How to complete this task: Print the data exactly as it appears, keeping every word.

Information supplied:

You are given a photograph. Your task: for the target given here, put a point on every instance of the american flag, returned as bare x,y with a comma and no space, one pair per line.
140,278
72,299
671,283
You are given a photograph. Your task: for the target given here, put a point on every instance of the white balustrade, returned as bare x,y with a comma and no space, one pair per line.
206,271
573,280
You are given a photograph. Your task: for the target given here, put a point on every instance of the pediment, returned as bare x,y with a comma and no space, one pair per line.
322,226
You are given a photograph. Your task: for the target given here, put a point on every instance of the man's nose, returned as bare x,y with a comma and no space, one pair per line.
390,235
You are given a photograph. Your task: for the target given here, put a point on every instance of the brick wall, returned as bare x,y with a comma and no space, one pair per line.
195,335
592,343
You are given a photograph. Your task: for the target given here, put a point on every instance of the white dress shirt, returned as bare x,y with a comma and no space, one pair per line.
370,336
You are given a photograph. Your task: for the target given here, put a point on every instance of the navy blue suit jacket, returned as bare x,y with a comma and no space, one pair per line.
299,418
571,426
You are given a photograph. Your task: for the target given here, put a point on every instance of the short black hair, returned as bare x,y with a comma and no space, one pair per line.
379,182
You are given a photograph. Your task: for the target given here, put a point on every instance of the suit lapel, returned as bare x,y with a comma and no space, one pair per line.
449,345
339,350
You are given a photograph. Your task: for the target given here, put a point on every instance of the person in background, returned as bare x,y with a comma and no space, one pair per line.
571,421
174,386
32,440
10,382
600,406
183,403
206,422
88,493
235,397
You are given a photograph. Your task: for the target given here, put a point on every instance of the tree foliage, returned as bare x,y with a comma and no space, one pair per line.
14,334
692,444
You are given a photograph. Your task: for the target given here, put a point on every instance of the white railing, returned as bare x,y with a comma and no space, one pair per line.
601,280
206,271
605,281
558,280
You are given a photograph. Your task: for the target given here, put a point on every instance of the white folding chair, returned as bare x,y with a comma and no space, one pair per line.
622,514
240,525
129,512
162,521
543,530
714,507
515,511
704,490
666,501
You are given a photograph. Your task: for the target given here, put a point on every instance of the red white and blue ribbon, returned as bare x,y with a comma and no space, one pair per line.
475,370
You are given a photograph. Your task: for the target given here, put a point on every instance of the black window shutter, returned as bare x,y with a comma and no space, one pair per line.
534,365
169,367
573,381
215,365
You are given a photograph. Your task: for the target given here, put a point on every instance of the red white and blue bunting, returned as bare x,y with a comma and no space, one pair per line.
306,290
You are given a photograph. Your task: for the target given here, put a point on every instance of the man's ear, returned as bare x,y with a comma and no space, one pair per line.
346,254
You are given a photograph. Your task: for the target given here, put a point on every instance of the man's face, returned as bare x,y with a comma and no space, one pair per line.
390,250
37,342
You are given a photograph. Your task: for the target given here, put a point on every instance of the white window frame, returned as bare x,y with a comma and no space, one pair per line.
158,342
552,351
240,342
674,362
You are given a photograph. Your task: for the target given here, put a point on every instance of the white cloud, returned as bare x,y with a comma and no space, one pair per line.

Exercise solution:
You are given a photograph. Your task: for the target given here, put a point on every instance of the american flag, returned as bare x,y with a comma and no space, one pair per line.
140,278
72,299
671,283
You are given a photograph. Your task: for the target given here, put a point on every instance of the white balustrade, returned as bare x,y with a comma and no space, one pair per line.
206,271
573,280
You are given a photograph. Your task: for the target given here, put a point on every instance of the pediment, returned as bare x,y with a comma and no space, one pair per line.
322,226
You are given a photograph. Your task: for the target given here, put a point on every instance of the man's nose, returned as bare x,y with a comma and no space, one pair per line.
390,235
You are given a photograph. Your task: for the target given here, put a point on every instance of the brick wall, returned as bare x,y with a comma and no space, one pair per line.
195,335
592,343
You are given a photograph. Your task: for the target given here, put a point on every instance of the white dress shirt, returned as bare x,y with a comma and no space, one pair per line.
370,336
You are given a photograph. Your task: for the target given here, put a point on every instance of the navy blue suit jacket, returned as bare x,y with a comma and no space, one pair per line.
299,418
571,426
You are given a photograph. Your task: for the target given here, put a point on every instance of the short black hair, returned as bare x,y with a comma and no space, one pair per line.
379,182
You are given a photograph. Your task: for the target given here, put a point on every instance of the suit lapel, returned as bare x,y with a comma and no space, one pair per line.
449,345
339,350
You are given a photograph. Your task: for the target given here, put a point on every instance of the person in background, returned as bare x,y with a comma and no space, one pair per line.
571,421
174,386
32,440
10,382
600,406
183,403
206,422
88,493
235,397
You are given a photograph. Your task: for the target given here, put a point on every instance of the tree foliage, returned as bare x,y with a comma and no space, one pair per line.
14,334
692,444
You are given a photograph. Your task: for the target given here, put a point on every instance of the white railing, returned as bare x,y with a comma and no space, one pair per line.
601,280
206,271
605,281
558,280
You are given a photograph. Your task: for the target given here, put a point on every instance of the white folding chair, returned as bare x,y with a comma and no space, one pair per line.
622,514
240,525
129,512
162,521
543,530
714,507
515,511
704,490
666,501
You are given a photograph. Your task: for the target given here, put a point on every instance of the red white and blue ribbon, returned as bare x,y with a comma and no space, one pair per line.
475,370
You are given a photograph. Your task: for the target given here, put a point on every instance of the black window shutter, returned as bare x,y with a comma and no space, one pair per line.
534,365
169,367
573,381
215,365
You are given a photograph. Your task: for the target given here, put a point on every instance of the red white and blue bunting, returned as bare x,y with a comma and no space, one pair per line.
306,290
You are given a photograph. Your task: for the target given here, put a point on every instance of the man's ear, returned as bare x,y with a comma and no space, one pair per line.
346,254
You are given a photograph. Your task: for the target given here, put a point on every instance of the man's face, returned as bare x,y with a comma and no space, one pair per line.
390,250
37,342
You are given a photograph. Your task: for the target given here, put a point on every instance of the white window frame, returned as bare x,y with a comma and no space, one pair per line.
158,342
552,351
240,342
674,362
You are given a photograph. Your task: for the target given here, put a point on every instance of the white cloud, returned as bare x,y with a comma and no space, one pair per line.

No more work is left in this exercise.